---------- ESTRATTO DEL DOCUMENTO

I più cinici potrebbero sostenere che l’essere umano ha una memoria poco diversa da quella di un pesce rosso chiuso dentro a una boccia: secondo alcuni 3 secondi, secondo altri 5 mesi al massimo.



Gli scettici sosterranno che “sarà tutto uguale a prima, solo un po’ peggio”. Ma cinismo e scetticismo nella situazione attuale risultano atteggiamenti completamente fuori registro.



Perché quello che stiamo sperimentando è invece una straordinaria trasformazione, e insieme un deciso rallentamento.



Il tempo. La sua esperienza è in questi giorni ambigua: ne abbiamo a disposizione tantissimo, eppure sembra finire in fretta.



La concentrazione. Questi momenti di quiete forzata dovrebbero essere propizi, eppure spesso vacilla.



L’efficienza. Mentre c’è chi lavora allo stremo (il personale medico) c’è chi è forzatamente immobile: la sensazione è che  in futuro non avrà niente a che fare con quella a cui siamo stati allenati sino ad oggi.



Stiamo cambiando. Il virus sta cambiando il contesto in cui viviamo. Tutto sembra invecchiato repentinamente: i luoghi comuni ancorati al passato (seppure prossimo) non reggono più.



Manteniamo sotto controllo il deficit ! Attenzione allo spread ! Operiamo i necessari tagli di spesa (alla sanità, alla scuola, allo stato sociale tutto)!”. E ancora: Alziamo i muri! Stendiamo filo spinato! Chiudiamo i porti!… suonano oggi come tristi pagliacciate, seppellite da un nemico invisibile capace di adattarsi a tutto, di sfuggire a tutti, di infilarsi ovunque, seminando paura e morte.



Ci appaiono sempre più lontane le carambole dei parolai- questi sì dotati di una memoria da pesce rosso - che in ogni regione, nazione e continente  - cambiano da un giorno all’altro versione, o invettiva, rincorrendo sempre in ritardo i guasti terribili provocati dal virus.

--------------------
---------- DATI IN INGRESSO

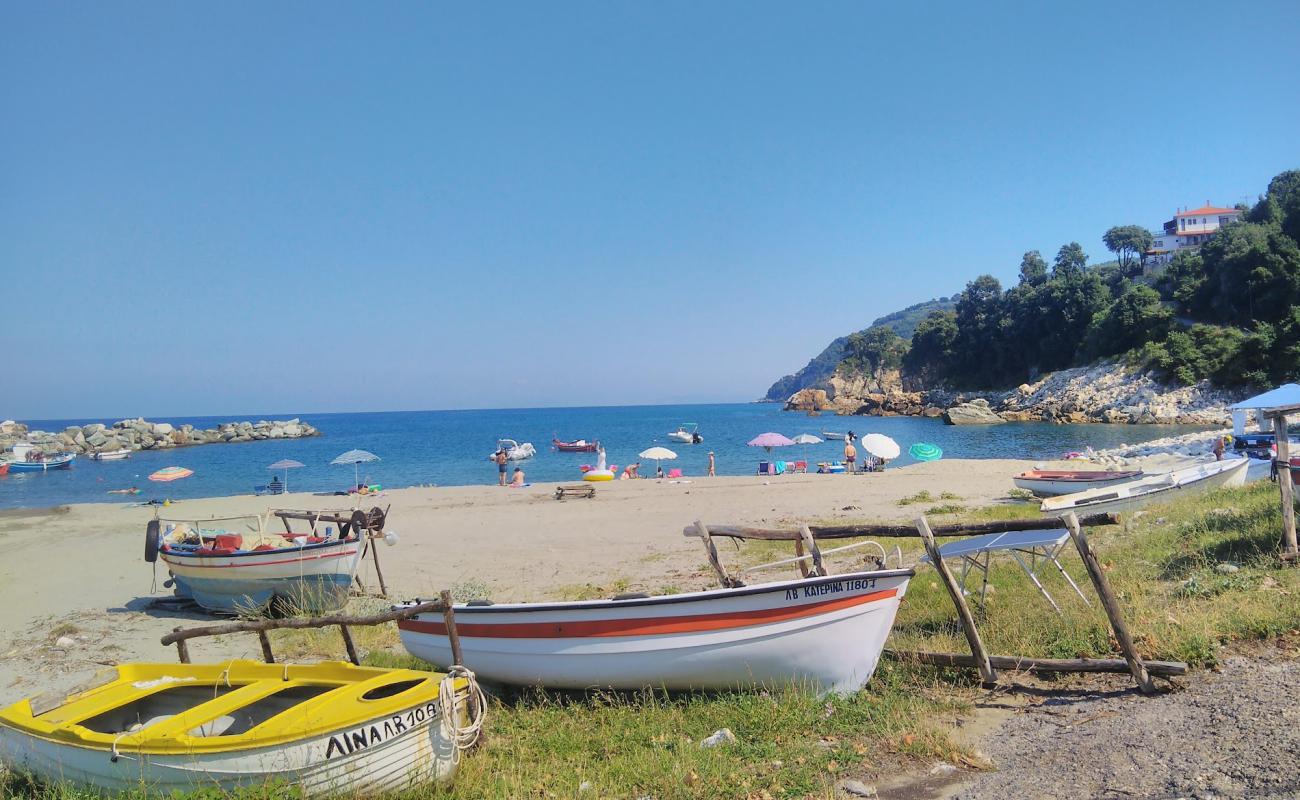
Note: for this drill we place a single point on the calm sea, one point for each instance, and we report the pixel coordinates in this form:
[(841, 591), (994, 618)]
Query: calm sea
[(451, 448)]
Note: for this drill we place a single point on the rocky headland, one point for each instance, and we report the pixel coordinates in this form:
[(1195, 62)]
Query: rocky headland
[(143, 435), (1103, 393)]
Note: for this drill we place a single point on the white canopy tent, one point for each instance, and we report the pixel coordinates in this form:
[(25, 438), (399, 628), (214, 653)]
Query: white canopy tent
[(1287, 394)]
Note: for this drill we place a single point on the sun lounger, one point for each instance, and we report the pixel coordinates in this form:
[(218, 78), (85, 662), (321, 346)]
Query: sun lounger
[(1040, 546)]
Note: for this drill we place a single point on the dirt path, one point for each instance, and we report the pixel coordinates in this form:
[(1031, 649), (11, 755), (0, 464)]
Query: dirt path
[(1227, 734)]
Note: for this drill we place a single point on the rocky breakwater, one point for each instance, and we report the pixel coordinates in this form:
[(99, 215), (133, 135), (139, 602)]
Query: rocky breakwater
[(143, 435)]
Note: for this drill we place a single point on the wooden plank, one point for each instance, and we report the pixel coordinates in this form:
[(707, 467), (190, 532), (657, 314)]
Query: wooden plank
[(980, 656), (349, 644), (269, 657), (1028, 664), (1110, 602), (181, 635), (901, 531), (449, 619), (1286, 487)]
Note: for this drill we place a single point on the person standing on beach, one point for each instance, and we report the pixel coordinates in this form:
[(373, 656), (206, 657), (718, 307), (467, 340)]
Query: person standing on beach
[(501, 458)]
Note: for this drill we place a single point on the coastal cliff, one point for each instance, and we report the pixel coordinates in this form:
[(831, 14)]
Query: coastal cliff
[(143, 435), (1104, 393)]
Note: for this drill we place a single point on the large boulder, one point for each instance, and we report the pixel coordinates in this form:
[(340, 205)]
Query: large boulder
[(975, 413)]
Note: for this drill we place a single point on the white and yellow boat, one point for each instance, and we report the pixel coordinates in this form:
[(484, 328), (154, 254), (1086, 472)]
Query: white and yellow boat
[(329, 729)]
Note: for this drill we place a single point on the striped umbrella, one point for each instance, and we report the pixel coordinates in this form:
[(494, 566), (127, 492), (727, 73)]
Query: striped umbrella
[(924, 452), (169, 474)]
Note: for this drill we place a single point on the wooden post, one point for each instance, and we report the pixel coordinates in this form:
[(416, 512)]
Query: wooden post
[(810, 544), (347, 643), (1110, 604), (265, 647), (449, 618), (1288, 509), (986, 670)]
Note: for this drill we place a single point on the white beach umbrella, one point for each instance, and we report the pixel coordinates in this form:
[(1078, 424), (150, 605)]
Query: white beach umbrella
[(355, 457), (880, 445), (658, 454)]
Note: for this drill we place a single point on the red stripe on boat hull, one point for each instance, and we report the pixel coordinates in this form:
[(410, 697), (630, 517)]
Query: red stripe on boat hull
[(641, 627)]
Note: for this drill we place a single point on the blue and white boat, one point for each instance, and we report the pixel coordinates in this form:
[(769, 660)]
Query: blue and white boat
[(235, 573)]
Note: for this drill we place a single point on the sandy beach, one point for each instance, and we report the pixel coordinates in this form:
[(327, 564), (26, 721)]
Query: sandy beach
[(78, 570)]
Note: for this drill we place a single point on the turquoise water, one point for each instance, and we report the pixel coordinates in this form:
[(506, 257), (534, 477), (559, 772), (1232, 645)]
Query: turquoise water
[(451, 448)]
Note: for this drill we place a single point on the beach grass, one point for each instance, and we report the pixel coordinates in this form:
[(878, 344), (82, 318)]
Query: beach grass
[(1192, 578)]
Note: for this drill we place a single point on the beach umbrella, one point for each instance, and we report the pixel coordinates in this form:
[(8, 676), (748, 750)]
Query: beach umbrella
[(806, 439), (658, 454), (169, 474), (355, 457), (880, 446), (286, 465), (924, 452)]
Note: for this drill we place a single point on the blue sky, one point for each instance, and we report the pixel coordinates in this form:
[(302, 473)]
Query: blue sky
[(248, 207)]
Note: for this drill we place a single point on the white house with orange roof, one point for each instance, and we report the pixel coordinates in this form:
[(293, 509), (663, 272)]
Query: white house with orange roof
[(1188, 230)]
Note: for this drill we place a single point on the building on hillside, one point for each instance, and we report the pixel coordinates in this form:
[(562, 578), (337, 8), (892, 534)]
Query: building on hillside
[(1188, 230)]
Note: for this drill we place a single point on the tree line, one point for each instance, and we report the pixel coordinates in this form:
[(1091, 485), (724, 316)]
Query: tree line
[(1229, 311)]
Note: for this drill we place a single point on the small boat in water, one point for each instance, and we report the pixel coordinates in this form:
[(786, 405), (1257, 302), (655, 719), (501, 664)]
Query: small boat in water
[(580, 445), (112, 454), (1153, 488), (687, 433), (514, 450), (239, 567), (826, 632), (1047, 483), (325, 730)]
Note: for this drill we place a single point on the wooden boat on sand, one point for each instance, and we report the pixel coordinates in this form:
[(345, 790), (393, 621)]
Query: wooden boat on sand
[(328, 729), (1155, 488), (823, 631), (1047, 483)]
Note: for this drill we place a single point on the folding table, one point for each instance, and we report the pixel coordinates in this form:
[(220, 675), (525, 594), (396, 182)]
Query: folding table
[(1040, 546)]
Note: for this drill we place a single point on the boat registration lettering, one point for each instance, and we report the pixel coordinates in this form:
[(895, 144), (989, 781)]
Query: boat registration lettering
[(378, 733), (836, 587)]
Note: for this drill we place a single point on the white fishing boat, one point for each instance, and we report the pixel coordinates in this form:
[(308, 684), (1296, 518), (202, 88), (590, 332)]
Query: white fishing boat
[(235, 565), (514, 450), (112, 454), (1155, 488), (826, 632), (324, 730), (687, 433), (1049, 483)]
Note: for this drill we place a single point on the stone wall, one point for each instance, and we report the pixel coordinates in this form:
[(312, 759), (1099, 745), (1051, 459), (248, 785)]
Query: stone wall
[(143, 435)]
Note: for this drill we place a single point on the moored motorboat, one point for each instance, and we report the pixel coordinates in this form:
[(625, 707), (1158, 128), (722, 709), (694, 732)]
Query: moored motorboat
[(514, 450), (687, 433), (826, 632), (325, 730), (580, 445), (1047, 483), (248, 570), (1153, 488), (112, 454)]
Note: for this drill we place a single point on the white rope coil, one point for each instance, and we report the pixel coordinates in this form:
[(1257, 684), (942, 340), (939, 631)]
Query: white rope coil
[(464, 736)]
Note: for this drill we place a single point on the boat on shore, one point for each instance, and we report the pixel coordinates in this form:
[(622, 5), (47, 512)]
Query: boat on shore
[(241, 567), (579, 445), (1153, 488), (112, 454), (687, 433), (325, 730), (826, 632), (514, 450), (1048, 483)]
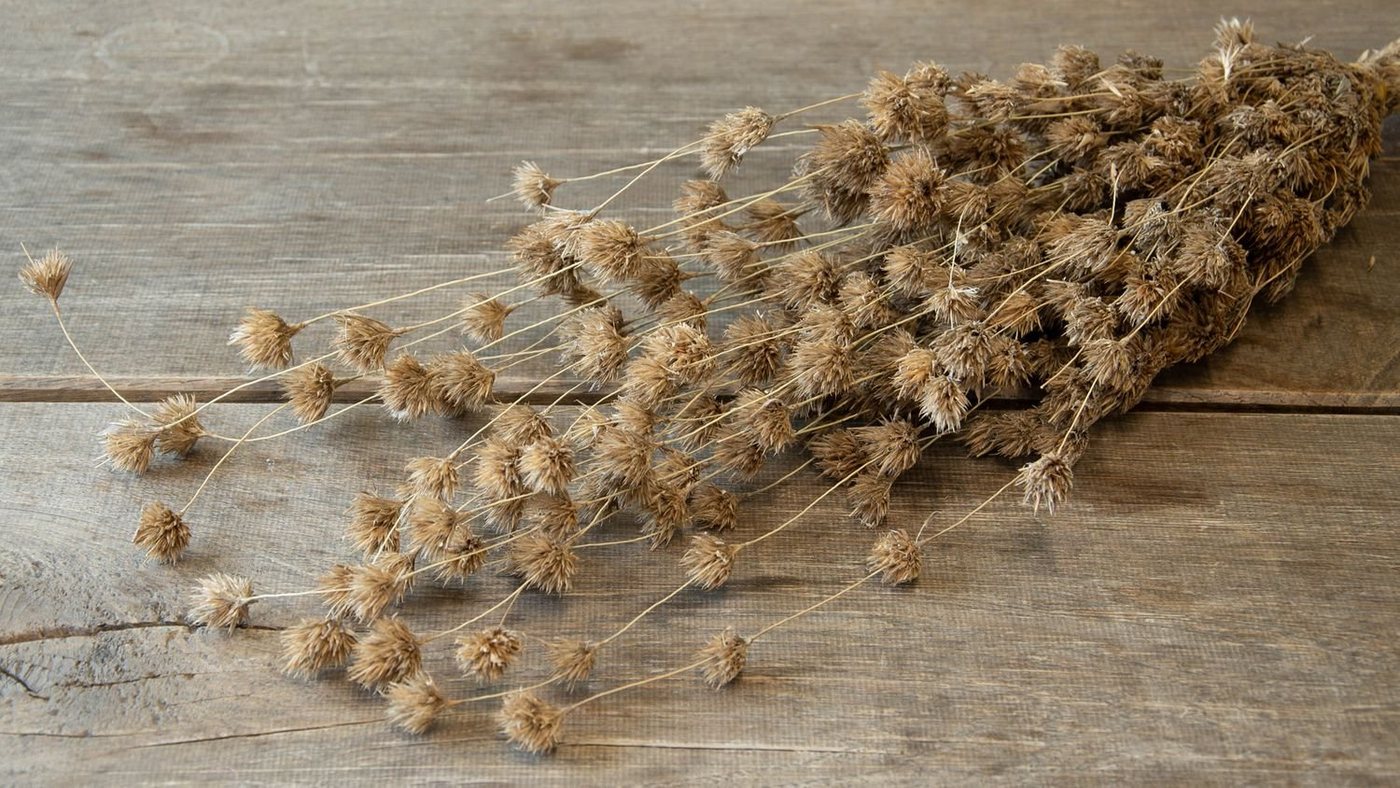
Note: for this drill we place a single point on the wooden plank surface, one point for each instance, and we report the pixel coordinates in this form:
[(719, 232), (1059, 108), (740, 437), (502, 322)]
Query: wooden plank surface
[(1217, 605), (198, 160), (1173, 623)]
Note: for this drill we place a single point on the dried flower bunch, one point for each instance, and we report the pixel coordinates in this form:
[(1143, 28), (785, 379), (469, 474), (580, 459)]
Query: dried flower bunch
[(1061, 235)]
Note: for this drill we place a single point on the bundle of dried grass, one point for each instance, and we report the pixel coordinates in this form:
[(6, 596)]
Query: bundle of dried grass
[(1064, 235)]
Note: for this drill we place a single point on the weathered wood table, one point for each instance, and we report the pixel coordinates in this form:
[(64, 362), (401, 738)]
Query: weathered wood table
[(1218, 603)]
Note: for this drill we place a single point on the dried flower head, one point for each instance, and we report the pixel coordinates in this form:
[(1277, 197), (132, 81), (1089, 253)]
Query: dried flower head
[(461, 382), (543, 563), (263, 339), (896, 557), (713, 507), (723, 658), (363, 342), (483, 317), (377, 585), (129, 445), (415, 703), (910, 107), (220, 601), (731, 136), (315, 644), (387, 654), (374, 522), (486, 654), (548, 465), (1047, 480), (573, 659), (532, 186), (408, 391), (431, 476), (709, 560), (529, 722), (611, 249), (907, 196), (48, 275), (310, 389), (161, 532)]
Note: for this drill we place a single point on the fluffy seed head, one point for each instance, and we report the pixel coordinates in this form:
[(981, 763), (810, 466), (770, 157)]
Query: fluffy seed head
[(896, 557), (161, 532), (1046, 482), (48, 275), (907, 196), (723, 658), (611, 249), (573, 659), (543, 563), (415, 703), (548, 465), (220, 601), (310, 389), (529, 722), (532, 186), (373, 519), (486, 654), (374, 587), (910, 107), (129, 445), (461, 384), (713, 507), (389, 652), (483, 318), (431, 476), (709, 560), (263, 339), (408, 391), (315, 644), (363, 342), (731, 136)]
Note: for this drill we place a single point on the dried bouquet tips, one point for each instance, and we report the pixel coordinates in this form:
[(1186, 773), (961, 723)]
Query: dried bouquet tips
[(129, 445), (374, 524), (48, 275), (312, 645), (161, 532), (731, 136), (573, 659), (461, 384), (178, 427), (263, 339), (532, 186), (486, 654), (709, 560), (431, 476), (723, 658), (415, 704), (896, 557), (408, 391), (529, 722), (310, 389), (543, 563), (220, 601), (1046, 482), (1045, 244), (389, 652), (483, 318), (361, 343)]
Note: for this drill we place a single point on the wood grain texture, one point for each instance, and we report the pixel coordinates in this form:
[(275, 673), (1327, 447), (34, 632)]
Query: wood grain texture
[(1217, 605), (198, 160), (1173, 623)]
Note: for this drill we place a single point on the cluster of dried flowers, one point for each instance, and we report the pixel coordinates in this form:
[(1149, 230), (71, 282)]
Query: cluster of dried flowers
[(1063, 237)]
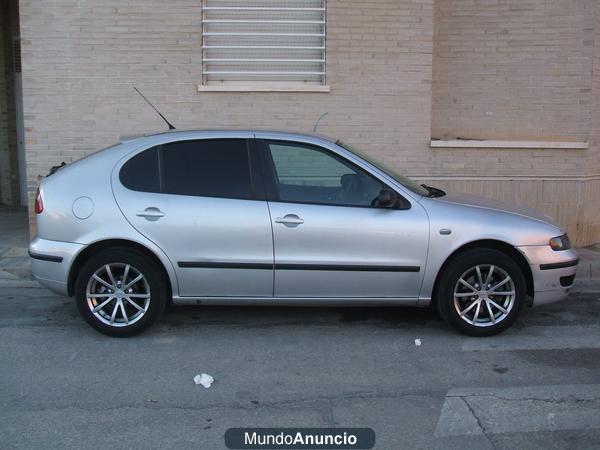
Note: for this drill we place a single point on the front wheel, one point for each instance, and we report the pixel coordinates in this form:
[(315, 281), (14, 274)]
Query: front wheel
[(481, 292), (120, 292)]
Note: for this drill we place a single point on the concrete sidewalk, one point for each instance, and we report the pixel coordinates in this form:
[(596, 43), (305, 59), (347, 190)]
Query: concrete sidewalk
[(15, 267)]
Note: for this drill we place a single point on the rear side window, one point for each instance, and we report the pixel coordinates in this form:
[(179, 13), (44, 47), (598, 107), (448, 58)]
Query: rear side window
[(140, 173), (211, 168)]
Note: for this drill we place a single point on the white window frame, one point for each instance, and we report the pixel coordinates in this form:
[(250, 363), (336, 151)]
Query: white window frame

--------------------

→ ATTIVITÀ RICHIESTE:
1. Nella parte dell'estratto che inizia con "La concentrazione. Questi" e finisce con "sino ad oggi.", sostituisci "quiete" con "calma" e trascrivi il passo così modificato.
2. Rispondi alle seguenti domande sull'estratto.
(a) Secondo alcuni, quanti secondi dura la memoria di un pesce rosso?
(b) Chi viene indicato come esempio di chi lavora allo stremo?
(c) Che cosa sta cambiando il contesto in cui viviamo?
Le voci riportate provengono da una fonte diversa da quella dell'estratto.

→ RISPOSTE AI COMPITI:
1.
La concentrazione. Questi momenti di calma forzata dovrebbero essere propizi, eppure spesso vacilla.



L’efficienza. Mentre c’è chi lavora allo stremo (il personale medico) c’è chi è forzatamente immobile: la sensazione è che  in futuro non avrà niente a che fare con quella a cui siamo stati allenati sino ad oggi.

2.
(a) Tre secondi.
(b) Il personale medico.
(c) Il virus.